start PROVIDED TEXT
Papakating Creek is a  tributary of the Wallkill River located in Frankford and Wantage townships in Sussex County, New Jersey in the United States. The creek rises in a small swamp located beneath the eastern face of Kittatinny Mountain in Frankford and its waters join the Wallkill to the east of Sussex borough.

Papakating Creek and its three major tributaries drain the northern portion of New Jersey's Kittatinny Valley a fertile valley underlain by shale and limestone of the Ordovician Martinsburg Formation and soils deposited by retreating glaciers in the last ice age. The region which the Papakating Creek and its tributaries drain is largely rural farmland and forests with a few low-density residential communities. The New Jersey Department of Environmental Protection reports that phosphorus and fecal coliform from agricultural or residential runoff as well as arsenic from agricultural pesticide applications or regional mineralogy impair the creek. Within the watershed are lands belonging to two state parks, one federal wildlife refuge, and preserves managed by the New Jersey Natural Lands Trust which set aside tracts for wildlife habitats that protect unique ecosystems and some threatened species.

History and toponymy

On June 29, 1897, the United States Geological Surveys Board of Geographic Names approved the toponym Papakating for a creek in northwestern New Jersey. Papakating is derived from the language spoken by the Munsee (the northern branch of the Lenape or Delaware Indians) who inhabited northern New Jersey, northeastern Pennsylvania, and southern New York and western Long Island at the time of European settlement of eastern seaboard of the United States.

The name Papakating, and several variant spellings, had been recorded for the creek consistently since the American colonial period. Maps and documents at the time of the American Revolution often render the name as Pepocottin or Pepper-Cotton. The name was used for both the creek and its valley, and subsequently during the nineteenth century for a small hamlet that later gave its name to a post office and train depot. The post office was authorized as "Pepokating" on August 26, 1851 and the name revised to the more common spelling of Papakating in 1862. Service to this post office was discontinued in 1923.
end PROVIDED TEXT
OBJECTIVE A | Copy the part of the records that opens with the line containing "Where can you spot the tall tree" and runs through the end of the records, reproducing it word for word.
start RECORDS TO USE
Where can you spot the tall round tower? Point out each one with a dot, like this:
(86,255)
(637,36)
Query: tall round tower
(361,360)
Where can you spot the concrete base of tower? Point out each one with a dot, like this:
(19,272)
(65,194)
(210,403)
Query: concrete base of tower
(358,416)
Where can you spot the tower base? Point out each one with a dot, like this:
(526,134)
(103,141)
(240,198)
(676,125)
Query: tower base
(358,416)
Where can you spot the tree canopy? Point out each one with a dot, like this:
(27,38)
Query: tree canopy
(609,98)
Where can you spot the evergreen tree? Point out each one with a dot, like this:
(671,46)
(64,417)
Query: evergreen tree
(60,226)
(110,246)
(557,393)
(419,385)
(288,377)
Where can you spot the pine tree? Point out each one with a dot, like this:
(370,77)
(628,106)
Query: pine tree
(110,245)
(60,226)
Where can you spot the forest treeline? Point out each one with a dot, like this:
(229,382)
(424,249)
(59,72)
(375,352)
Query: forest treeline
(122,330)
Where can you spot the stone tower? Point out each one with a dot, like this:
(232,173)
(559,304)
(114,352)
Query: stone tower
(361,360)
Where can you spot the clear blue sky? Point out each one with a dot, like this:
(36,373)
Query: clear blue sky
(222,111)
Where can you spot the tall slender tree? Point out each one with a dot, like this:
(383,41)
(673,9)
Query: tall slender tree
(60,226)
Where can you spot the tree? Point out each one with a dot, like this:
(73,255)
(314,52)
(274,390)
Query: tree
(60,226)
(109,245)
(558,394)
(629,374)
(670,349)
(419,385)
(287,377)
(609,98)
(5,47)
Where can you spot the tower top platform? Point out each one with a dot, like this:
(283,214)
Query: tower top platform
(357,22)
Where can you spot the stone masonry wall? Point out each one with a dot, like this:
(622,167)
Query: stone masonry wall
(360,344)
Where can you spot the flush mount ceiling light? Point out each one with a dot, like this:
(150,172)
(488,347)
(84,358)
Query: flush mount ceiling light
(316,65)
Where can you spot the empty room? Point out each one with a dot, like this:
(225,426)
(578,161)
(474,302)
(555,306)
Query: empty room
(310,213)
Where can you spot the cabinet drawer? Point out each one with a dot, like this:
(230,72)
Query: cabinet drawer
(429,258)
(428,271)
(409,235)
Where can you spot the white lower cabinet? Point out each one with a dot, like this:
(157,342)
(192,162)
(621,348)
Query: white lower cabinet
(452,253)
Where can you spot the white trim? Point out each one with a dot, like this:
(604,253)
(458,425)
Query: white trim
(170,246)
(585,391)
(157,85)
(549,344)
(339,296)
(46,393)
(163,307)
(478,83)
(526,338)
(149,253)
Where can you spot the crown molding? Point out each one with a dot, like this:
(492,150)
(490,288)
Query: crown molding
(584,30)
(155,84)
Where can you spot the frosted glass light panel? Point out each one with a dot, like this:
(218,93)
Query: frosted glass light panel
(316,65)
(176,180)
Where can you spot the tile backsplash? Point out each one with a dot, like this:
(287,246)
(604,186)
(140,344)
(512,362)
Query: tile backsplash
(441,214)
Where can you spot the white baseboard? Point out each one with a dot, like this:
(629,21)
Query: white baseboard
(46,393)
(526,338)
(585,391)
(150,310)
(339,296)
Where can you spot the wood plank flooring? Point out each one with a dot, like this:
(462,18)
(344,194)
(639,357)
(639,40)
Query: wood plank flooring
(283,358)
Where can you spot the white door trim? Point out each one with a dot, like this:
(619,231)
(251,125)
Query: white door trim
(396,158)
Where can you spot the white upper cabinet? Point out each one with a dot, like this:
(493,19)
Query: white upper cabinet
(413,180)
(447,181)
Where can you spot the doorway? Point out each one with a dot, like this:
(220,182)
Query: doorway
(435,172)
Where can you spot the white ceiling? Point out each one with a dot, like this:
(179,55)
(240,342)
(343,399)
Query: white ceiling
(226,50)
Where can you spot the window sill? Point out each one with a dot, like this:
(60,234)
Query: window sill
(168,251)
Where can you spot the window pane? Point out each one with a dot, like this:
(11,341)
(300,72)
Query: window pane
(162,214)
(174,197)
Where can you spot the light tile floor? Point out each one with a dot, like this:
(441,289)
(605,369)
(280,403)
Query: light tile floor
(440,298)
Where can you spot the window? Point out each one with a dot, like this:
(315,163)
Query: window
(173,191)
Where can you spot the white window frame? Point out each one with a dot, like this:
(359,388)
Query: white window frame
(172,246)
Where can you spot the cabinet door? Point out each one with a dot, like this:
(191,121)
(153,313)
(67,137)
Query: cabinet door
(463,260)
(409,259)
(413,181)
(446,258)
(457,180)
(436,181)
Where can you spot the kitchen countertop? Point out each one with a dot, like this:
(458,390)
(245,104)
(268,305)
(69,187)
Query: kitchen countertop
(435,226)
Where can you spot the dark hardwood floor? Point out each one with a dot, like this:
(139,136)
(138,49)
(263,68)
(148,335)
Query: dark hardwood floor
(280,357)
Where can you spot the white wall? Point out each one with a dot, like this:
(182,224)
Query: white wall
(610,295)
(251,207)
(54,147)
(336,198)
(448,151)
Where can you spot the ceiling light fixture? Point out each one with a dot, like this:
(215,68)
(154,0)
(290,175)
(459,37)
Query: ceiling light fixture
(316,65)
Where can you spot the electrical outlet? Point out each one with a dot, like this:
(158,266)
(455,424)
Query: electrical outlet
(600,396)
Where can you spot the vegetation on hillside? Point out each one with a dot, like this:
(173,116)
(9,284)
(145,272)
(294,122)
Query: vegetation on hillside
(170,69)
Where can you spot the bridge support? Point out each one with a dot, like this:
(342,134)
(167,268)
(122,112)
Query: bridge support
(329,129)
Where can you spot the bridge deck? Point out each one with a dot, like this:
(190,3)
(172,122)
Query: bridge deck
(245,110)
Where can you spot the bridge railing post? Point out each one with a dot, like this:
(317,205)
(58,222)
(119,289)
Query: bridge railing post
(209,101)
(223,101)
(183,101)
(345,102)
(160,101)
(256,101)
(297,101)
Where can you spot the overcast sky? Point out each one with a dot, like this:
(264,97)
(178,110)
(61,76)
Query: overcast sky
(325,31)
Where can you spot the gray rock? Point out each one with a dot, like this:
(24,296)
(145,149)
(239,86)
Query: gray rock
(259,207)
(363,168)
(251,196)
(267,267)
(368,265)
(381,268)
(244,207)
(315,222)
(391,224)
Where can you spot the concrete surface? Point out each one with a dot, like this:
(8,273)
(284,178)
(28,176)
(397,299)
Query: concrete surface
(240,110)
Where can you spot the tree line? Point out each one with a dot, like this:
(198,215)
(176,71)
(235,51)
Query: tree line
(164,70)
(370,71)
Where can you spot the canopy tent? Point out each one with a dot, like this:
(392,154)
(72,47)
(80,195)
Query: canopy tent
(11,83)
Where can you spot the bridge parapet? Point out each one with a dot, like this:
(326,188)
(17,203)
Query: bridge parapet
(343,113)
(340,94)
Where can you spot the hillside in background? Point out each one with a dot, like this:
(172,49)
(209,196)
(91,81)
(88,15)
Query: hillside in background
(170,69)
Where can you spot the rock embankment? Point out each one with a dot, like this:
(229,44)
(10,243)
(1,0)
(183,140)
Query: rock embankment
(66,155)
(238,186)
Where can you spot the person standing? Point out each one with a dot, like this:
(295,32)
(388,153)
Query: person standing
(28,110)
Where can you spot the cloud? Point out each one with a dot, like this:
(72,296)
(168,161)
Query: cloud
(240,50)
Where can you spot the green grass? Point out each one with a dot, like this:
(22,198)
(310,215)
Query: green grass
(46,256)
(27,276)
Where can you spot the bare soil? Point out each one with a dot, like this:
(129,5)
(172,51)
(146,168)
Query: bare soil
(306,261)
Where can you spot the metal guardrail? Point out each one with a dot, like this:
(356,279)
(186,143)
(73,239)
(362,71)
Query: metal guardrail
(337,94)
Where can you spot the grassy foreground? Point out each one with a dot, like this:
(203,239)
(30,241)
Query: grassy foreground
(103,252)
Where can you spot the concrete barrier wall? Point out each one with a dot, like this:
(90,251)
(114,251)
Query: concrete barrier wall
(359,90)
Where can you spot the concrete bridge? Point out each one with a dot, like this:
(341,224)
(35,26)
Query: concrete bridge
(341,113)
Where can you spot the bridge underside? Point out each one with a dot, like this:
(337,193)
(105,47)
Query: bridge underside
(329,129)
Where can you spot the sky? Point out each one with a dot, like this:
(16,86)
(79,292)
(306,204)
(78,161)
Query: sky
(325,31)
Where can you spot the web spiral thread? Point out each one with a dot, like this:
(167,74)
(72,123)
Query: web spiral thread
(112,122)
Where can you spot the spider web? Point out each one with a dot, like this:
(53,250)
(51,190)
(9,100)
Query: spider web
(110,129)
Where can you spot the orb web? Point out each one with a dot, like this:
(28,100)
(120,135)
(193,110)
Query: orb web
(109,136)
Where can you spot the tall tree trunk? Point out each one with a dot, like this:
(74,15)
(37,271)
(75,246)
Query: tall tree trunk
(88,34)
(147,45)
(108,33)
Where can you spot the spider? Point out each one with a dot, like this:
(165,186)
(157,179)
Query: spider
end RECORDS TO USE
OBJECTIVE B | According to the text about Papakating Creek, in what year was the post office's name changed to the spelling Papakating?

EXPECTED OUTPUT A |
Where can you spot the tall tree trunk? Point out each one with a dot, like this:
(74,15)
(37,271)
(75,246)
Query: tall tree trunk
(88,34)
(147,45)
(108,33)
Where can you spot the spider? Point out each one with a dot, like this:
(165,186)
(157,179)
Query: spider

EXPECTED OUTPUT B | 1862